* **What you are asked to do**: Copy the listing below word for word, keeping every line but leaving out the picture.
>> begin
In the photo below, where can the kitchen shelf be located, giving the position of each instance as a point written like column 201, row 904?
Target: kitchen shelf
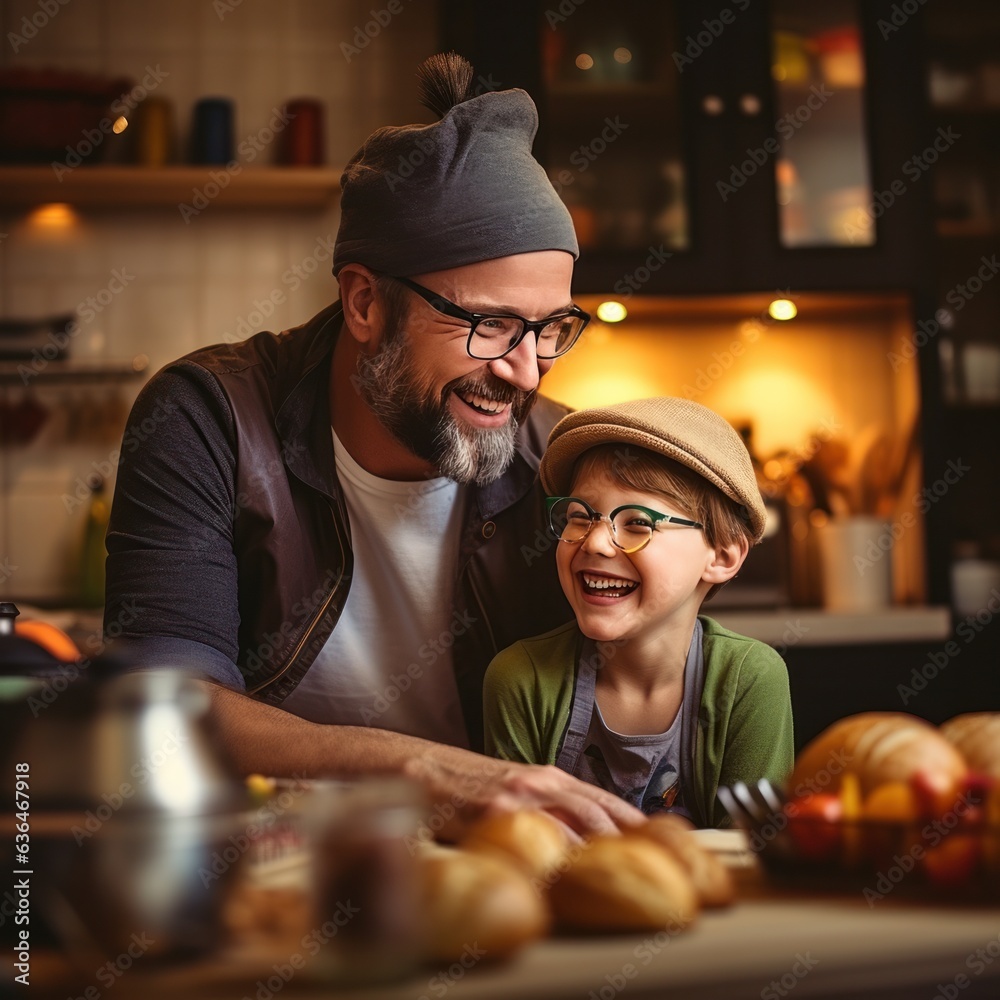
column 114, row 187
column 22, row 372
column 816, row 627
>> end
* **Task solution**:
In the photo below, where can the kitchen shelf be located, giving the position of each instance as a point written like column 201, row 904?
Target: kitchen shelf
column 114, row 187
column 22, row 372
column 816, row 627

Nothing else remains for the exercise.